• **Exercise**
Which lines of the entries hold the string "positive"? Copy each one.

(Stored data)

========

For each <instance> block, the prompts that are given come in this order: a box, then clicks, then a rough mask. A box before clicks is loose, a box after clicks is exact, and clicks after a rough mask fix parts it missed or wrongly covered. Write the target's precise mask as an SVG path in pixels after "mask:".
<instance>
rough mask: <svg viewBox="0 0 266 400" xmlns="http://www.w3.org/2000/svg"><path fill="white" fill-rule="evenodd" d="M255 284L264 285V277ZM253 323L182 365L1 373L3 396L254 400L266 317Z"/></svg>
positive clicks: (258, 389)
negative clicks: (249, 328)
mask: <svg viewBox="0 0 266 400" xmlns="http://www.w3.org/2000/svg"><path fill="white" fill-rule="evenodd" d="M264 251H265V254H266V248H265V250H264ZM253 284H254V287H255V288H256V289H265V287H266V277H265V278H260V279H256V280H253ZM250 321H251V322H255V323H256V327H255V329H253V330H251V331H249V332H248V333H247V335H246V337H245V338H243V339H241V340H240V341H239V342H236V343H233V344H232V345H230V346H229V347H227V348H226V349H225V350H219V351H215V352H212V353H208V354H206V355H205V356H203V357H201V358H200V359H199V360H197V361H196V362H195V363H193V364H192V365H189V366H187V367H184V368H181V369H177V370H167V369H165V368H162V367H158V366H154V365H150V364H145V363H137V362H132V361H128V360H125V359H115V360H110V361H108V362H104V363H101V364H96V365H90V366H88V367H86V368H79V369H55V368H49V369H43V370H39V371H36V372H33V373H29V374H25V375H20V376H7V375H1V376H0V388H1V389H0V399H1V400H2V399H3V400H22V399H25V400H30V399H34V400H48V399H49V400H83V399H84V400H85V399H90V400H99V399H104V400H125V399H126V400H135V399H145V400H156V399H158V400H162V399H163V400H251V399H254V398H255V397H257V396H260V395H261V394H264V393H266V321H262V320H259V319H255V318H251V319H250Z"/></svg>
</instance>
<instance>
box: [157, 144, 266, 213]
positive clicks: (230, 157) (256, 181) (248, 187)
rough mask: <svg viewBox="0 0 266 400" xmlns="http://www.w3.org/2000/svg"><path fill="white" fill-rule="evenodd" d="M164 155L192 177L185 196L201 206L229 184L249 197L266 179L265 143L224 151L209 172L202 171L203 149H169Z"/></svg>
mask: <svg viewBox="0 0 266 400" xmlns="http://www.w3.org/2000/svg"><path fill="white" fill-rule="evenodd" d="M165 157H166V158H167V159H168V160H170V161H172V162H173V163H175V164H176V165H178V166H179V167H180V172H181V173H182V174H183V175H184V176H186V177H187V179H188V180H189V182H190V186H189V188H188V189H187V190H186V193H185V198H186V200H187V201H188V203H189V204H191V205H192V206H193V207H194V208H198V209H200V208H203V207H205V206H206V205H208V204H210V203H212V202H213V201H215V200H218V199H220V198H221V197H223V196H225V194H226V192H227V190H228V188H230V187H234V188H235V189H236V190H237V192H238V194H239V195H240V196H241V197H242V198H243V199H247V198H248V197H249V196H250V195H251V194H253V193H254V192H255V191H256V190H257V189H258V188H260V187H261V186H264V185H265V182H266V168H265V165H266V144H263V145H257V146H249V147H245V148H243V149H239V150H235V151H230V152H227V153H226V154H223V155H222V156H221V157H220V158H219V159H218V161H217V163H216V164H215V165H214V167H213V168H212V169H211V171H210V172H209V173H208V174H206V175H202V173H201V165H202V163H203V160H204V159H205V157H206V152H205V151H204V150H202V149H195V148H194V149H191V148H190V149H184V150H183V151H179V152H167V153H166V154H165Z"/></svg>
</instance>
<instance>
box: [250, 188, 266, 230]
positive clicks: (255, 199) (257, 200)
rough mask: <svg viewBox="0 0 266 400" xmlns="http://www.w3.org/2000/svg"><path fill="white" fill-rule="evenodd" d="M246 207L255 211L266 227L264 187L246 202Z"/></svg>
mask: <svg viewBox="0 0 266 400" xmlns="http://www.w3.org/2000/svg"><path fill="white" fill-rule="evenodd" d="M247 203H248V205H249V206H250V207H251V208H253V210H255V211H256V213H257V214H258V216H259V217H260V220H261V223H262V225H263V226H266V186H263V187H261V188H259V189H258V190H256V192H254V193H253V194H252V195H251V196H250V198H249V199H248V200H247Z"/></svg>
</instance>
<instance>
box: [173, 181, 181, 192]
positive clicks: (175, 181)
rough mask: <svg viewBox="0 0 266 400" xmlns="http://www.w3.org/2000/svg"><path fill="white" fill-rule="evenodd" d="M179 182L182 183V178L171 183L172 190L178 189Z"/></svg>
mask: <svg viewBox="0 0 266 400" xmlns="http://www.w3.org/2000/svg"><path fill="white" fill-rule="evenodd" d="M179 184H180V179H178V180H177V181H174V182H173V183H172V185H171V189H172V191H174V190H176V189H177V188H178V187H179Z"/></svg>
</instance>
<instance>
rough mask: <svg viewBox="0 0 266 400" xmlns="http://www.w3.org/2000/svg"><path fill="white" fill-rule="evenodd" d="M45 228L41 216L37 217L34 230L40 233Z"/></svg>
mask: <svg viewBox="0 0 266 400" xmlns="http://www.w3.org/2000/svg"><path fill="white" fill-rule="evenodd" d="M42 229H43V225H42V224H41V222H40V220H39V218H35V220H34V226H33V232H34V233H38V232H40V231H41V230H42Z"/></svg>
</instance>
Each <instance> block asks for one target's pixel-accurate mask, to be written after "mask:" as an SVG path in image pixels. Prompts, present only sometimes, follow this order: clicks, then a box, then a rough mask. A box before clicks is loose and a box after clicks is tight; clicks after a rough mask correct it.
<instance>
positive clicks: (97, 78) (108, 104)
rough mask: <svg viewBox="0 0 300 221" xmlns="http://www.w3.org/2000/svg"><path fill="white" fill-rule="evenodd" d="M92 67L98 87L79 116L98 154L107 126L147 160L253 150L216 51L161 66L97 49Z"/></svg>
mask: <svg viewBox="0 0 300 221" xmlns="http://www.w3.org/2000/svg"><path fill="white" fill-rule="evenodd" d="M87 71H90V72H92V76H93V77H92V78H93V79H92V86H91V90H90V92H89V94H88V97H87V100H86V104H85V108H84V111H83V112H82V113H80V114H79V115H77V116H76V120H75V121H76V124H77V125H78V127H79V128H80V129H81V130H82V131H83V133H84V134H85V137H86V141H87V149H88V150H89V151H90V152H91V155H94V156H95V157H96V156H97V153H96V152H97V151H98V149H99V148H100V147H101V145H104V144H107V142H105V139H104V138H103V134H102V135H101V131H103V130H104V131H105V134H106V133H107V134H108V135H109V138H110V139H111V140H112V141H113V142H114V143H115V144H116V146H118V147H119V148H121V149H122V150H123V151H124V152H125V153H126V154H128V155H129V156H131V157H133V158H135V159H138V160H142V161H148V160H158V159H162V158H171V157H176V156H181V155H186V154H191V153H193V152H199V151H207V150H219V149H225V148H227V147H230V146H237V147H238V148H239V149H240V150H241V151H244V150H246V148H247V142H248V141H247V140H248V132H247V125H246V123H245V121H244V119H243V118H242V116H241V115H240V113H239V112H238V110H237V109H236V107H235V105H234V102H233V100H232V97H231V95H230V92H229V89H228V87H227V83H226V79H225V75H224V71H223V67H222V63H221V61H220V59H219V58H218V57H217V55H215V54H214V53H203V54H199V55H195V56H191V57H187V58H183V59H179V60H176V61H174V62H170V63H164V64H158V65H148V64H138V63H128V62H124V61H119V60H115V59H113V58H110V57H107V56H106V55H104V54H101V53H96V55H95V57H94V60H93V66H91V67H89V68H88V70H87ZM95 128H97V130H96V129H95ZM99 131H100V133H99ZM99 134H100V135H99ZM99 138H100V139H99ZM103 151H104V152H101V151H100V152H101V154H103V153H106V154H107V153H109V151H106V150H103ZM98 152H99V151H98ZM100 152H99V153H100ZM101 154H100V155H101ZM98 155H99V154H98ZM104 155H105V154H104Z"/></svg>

========

• **Answer section**
positive clicks: (258, 389)
positive clicks: (230, 157) (256, 181) (248, 187)
positive clicks: (255, 199) (257, 200)
positive clicks: (175, 181)
positive clicks: (97, 78) (108, 104)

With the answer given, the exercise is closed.